● **REQUIRED ACTION**
Print the full listing exactly.

-- DATA FOR REVIEW follows --

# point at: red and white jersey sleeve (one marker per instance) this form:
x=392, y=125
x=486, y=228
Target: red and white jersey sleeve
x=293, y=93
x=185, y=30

-- DATA FOR REVIEW concluded --

● **TASK ANSWER**
# point at: red and white jersey sleeve (one marker per instance) this form:
x=392, y=125
x=486, y=228
Target: red and white jersey sleeve
x=293, y=93
x=185, y=30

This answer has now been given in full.